TEXTO DE ESTUDIO —

++++++++++

Dibujar una isla se divide en
tres partes. Las dos primeras, un recorrido minucioso por las islas del Egeo y
del Jónico, suponen un glorioso, sugerente y logradísimo elogio de la levedad.
La poeta construye en ellas un nosotros,
no poco narrativo, sobre el que se levanta y gravita una lúcida observación de
lo cíclico y de lo necesariamente perecedero. Todo encaja: se produce un viaje
a la raíz y sus frutos; las viajeras, que se saben herederas de ese mundo
eterno que apenas rozan, se reconocen, a
su vez, temporales y variables: como el mar que circunda todos los
territorios, como la piel en el vaivén de los deseos y las frustraciones
veladas. De ahí los símbolos cítricos que pueblan los poemas de estas
secciones; de ahí los jardines de las villas, los ciruelos, las alcaparras, los
pinares, el vino, el paraíso diminuto que se nos describe en versos
como los de “Antipaxos” (p. 47), como preludio de un nítido descenso a los
infiernos: como en el mito de Perséfone, quizás, fruta para el olvido que
apenas fue recuerdo.

++++++++++

DATOS PROPORCIONADOS —

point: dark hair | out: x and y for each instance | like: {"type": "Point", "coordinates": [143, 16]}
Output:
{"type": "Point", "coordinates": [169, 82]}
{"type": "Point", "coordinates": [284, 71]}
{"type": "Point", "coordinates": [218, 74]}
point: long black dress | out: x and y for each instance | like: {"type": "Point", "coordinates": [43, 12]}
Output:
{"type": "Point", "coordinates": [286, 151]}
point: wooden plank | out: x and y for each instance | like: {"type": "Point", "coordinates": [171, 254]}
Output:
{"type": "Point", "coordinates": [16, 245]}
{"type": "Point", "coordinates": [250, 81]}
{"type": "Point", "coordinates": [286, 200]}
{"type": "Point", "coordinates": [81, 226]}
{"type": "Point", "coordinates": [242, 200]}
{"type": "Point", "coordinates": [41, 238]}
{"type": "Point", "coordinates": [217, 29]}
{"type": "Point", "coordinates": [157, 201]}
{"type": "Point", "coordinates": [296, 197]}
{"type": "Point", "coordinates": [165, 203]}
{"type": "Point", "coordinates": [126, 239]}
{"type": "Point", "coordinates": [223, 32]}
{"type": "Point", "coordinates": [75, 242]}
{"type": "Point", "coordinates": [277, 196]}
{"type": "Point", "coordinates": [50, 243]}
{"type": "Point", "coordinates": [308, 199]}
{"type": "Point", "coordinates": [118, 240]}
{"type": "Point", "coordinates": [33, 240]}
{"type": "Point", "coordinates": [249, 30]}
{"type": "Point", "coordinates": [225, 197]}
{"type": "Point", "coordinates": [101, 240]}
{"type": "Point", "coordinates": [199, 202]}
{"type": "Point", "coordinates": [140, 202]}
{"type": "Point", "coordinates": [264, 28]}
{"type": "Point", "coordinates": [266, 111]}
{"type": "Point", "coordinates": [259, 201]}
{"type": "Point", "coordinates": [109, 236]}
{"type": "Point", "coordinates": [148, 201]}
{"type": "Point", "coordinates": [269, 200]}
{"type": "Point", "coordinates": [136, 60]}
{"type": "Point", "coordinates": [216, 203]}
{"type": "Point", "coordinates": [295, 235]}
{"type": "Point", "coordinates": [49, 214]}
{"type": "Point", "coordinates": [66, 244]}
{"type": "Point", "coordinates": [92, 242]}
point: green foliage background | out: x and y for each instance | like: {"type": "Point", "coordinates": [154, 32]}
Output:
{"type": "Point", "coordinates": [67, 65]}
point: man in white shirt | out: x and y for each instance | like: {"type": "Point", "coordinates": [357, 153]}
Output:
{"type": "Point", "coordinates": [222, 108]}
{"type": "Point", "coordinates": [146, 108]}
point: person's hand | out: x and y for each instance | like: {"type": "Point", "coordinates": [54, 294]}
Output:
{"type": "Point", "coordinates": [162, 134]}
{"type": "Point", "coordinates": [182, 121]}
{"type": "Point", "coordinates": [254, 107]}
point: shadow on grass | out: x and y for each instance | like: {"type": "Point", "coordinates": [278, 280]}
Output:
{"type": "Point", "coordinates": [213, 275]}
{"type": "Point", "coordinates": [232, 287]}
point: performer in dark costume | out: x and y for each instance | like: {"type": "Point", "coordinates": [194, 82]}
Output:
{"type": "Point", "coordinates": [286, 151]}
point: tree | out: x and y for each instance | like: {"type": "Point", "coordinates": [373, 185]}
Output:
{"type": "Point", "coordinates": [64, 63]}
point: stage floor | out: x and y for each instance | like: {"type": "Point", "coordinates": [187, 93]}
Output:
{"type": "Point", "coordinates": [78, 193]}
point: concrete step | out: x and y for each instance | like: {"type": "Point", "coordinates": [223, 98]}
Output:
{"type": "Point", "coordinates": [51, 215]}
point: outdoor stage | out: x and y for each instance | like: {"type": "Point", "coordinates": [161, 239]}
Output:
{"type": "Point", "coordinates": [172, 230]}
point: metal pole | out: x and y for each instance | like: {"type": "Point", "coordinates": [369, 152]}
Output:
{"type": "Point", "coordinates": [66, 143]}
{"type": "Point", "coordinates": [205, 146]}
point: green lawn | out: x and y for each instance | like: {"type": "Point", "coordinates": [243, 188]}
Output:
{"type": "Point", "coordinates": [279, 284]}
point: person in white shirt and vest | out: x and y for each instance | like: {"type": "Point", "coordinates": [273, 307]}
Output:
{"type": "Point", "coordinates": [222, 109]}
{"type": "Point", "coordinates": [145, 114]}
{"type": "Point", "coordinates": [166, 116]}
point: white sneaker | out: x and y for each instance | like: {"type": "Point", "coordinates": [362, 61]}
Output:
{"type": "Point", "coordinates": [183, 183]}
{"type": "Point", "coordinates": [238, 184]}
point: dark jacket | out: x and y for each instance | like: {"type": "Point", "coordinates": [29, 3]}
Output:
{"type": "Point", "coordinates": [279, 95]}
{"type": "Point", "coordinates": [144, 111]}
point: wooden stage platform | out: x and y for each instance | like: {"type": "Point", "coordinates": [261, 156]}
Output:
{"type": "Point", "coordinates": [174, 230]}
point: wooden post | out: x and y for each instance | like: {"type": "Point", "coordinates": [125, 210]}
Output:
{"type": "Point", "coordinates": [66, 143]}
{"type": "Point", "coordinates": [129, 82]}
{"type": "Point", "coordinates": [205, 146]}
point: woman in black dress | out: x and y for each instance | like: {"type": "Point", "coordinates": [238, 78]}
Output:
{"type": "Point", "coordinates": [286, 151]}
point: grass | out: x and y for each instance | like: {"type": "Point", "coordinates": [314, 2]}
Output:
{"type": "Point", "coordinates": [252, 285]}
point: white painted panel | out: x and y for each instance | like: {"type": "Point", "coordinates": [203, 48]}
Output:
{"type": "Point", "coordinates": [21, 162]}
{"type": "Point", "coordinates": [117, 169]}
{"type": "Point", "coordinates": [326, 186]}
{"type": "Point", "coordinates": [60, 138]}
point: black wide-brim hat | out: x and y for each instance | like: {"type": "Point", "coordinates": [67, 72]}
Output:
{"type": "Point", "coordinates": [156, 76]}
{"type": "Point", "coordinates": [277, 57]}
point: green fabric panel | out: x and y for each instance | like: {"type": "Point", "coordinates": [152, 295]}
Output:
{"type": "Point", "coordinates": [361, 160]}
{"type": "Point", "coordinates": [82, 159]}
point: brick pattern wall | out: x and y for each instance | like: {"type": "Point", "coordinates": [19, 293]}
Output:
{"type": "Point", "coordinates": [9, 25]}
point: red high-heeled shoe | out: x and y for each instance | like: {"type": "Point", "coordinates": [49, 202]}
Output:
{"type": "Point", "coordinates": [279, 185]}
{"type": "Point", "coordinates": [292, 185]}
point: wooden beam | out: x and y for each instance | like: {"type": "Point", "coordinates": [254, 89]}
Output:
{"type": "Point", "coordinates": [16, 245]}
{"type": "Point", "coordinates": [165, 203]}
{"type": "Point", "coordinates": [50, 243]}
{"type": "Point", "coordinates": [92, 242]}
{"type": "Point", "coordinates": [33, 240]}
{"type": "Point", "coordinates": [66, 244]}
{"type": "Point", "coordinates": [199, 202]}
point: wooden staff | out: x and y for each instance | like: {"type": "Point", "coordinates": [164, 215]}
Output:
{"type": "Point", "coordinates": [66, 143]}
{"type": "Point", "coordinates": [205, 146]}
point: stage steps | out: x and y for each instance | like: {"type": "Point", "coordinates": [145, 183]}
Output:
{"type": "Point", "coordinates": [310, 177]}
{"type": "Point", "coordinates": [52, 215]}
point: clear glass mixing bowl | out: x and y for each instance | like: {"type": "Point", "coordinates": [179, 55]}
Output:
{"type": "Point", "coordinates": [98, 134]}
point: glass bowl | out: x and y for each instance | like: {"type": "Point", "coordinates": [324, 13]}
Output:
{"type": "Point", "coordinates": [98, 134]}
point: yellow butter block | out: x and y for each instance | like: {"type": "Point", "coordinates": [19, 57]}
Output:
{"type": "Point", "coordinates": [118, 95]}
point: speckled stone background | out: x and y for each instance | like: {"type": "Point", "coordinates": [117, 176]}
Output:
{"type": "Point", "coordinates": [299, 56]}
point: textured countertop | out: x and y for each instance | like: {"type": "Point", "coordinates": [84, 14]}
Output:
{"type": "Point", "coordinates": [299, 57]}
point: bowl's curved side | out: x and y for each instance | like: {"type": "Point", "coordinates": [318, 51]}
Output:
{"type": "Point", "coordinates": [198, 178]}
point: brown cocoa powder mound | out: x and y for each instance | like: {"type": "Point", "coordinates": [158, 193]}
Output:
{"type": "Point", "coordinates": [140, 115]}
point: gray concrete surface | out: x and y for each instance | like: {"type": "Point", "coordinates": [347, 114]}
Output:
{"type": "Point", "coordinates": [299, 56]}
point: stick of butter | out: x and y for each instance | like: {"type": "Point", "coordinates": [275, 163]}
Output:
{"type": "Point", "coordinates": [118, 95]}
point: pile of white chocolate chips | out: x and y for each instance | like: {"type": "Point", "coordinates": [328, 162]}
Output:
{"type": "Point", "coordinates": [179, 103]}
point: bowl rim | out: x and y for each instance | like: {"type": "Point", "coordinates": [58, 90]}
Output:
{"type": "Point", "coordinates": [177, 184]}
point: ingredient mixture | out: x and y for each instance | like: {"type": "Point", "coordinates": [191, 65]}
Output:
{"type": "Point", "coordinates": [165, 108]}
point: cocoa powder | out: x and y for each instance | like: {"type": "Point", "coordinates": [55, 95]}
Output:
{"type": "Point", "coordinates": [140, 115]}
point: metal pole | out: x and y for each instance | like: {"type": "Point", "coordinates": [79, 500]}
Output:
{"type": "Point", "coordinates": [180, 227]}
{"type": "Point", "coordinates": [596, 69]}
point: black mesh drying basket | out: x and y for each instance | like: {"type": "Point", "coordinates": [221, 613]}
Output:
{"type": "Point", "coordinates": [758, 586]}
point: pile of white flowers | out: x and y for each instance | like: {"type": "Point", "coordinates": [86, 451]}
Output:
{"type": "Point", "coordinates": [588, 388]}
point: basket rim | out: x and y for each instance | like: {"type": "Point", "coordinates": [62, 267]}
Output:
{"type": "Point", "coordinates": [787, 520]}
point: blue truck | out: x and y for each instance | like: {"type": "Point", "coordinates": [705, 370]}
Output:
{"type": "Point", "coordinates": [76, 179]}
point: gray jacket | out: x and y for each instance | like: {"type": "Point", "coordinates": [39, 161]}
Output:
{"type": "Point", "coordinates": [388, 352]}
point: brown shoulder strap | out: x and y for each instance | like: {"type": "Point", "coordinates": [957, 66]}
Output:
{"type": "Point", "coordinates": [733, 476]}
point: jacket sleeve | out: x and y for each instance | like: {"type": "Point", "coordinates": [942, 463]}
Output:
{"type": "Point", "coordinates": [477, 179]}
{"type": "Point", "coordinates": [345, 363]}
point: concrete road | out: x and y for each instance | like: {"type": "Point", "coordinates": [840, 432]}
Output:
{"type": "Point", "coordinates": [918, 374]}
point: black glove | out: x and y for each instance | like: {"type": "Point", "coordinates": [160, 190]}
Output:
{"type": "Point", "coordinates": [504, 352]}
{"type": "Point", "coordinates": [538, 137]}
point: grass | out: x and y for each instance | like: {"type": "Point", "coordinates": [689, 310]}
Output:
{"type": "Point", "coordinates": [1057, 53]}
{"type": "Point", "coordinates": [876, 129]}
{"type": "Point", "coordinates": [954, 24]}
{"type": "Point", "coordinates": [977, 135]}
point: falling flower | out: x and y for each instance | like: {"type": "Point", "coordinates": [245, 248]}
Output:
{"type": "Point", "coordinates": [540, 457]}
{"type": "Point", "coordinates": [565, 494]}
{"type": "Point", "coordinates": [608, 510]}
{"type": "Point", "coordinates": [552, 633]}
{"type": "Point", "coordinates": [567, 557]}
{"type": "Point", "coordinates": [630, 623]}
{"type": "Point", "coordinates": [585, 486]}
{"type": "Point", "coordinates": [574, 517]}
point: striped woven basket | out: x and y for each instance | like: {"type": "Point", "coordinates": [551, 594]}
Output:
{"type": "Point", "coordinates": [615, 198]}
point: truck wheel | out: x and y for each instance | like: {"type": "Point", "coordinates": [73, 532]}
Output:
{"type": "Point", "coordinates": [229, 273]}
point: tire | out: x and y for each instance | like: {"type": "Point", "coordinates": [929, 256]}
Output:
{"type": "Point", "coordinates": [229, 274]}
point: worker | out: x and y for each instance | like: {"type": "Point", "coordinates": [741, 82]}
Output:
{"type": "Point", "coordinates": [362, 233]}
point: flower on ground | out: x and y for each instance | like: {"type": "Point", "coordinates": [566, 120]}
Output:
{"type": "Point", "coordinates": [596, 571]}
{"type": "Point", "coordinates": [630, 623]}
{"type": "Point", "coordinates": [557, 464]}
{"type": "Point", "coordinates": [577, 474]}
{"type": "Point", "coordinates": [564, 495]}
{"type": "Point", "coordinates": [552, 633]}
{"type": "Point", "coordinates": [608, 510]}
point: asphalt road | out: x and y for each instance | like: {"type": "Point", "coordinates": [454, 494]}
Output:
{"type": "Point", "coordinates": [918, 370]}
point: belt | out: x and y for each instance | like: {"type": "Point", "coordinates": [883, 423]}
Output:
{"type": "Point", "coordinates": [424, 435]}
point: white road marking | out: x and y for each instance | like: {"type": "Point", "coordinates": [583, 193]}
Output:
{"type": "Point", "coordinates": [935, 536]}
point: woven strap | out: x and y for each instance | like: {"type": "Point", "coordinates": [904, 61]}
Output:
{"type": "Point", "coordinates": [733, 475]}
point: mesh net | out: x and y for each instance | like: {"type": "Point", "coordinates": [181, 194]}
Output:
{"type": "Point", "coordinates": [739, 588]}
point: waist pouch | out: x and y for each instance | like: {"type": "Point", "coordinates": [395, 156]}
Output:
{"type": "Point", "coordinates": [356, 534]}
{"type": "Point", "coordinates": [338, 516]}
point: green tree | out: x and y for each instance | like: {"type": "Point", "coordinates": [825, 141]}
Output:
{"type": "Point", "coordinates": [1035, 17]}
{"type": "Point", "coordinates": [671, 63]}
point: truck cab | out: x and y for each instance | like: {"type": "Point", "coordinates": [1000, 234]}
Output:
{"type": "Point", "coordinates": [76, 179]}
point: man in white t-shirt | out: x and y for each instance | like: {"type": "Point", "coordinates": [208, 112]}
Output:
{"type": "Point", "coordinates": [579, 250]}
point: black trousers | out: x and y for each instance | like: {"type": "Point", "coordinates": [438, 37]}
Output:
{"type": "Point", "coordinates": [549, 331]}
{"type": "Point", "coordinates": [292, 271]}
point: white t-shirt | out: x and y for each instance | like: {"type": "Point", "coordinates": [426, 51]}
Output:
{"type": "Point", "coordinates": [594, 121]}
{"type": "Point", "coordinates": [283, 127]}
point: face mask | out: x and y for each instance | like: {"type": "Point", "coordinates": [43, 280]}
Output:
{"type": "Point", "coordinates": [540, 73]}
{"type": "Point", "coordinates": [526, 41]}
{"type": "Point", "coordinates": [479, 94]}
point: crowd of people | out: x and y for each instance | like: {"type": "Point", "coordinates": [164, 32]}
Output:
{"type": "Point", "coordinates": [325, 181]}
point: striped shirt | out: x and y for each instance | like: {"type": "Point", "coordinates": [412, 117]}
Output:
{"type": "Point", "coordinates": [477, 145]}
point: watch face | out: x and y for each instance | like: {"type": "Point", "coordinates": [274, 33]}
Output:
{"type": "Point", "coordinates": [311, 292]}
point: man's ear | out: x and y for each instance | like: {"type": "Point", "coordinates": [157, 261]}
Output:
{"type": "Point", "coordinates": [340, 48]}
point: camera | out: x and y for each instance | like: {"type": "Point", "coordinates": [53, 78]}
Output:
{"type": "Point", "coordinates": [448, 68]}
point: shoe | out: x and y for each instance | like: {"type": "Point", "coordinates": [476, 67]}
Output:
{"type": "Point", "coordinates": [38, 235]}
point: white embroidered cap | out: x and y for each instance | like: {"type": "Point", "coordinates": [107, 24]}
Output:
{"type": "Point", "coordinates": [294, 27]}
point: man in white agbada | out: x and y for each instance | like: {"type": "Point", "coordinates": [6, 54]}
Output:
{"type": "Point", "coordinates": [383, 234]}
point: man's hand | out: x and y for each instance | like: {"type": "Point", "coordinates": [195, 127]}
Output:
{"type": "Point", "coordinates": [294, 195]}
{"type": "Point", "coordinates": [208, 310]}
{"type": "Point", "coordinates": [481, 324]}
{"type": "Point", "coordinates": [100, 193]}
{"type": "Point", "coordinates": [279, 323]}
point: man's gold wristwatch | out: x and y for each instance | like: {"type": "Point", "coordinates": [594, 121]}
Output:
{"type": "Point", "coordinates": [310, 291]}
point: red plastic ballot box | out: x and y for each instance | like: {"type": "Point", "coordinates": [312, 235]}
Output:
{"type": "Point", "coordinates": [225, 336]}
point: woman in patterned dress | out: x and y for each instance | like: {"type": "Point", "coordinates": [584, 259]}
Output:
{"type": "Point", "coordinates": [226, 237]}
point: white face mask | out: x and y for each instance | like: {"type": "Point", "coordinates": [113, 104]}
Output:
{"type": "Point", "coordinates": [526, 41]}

++++++++++

ACTIVIDADES —
1. Según el texto sobre Dibujar una isla, ¿por qué islas pasa el recorrido de las dos primeras partes?
2. Imprime el pasaje del texto sobre Dibujar una isla que va desde "La poeta construye" hasta "apenas fue recuerdo.".
3. Prosigue el texto sobre Dibujar una isla a partir de su última frase.
No hace falta usar los ítems.

RESPUESTAS —
1. Por las islas del Egeo y del Jónico.

2.
La poeta construye en ellas un nosotros,
no poco narrativo, sobre el que se levanta y gravita una lúcida observación de
lo cíclico y de lo necesariamente perecedero. Todo encaja: se produce un viaje
a la raíz y sus frutos; las viajeras, que se saben herederas de ese mundo
eterno que apenas rozan, se reconocen, a
su vez, temporales y variables: como el mar que circunda todos los
territorios, como la piel en el vaivén de los deseos y las frustraciones
veladas. De ahí los símbolos cítricos que pueblan los poemas de estas
secciones; de ahí los jardines de las villas, los ciruelos, las alcaparras, los
pinares, el vino, el paraíso diminuto que se nos describe en versos
como los de “Antipaxos” (p. 47), como preludio de un nítido descenso a los
infiernos: como en el mito de Perséfone, quizás, fruta para el olvido que
apenas fue recuerdo.

3.
El título del libro remite a ricas evocaciones sobre la tarea misma de la
escritura: el dibujo requiere de la observación, como la poesía; la isla
requiere interioridad, encuentro y desencuentro de tierra y agua, como se
requieren papel y tinta. Recordaba Cirlot en su Diccionario de símbolos que Jung hablaba de la isla como un
“refugio contra el amenazador asalto del mar inconsciente” (cito según la
edición de Siruela de la obra [2001, p. 263]). Hay en los poemas de Aranda
refugio y conocimiento compartido, hogar itinerante contra la podredumbre de lo
roto. Verónica Aranda teje en estas dos secciones el tapiz de una íntima odisea
y traza, por lo tanto, un delicado puente entre la épica personal y la lírica
aún no desgastada, pero inminentemente ruinosa, de las protagonistas.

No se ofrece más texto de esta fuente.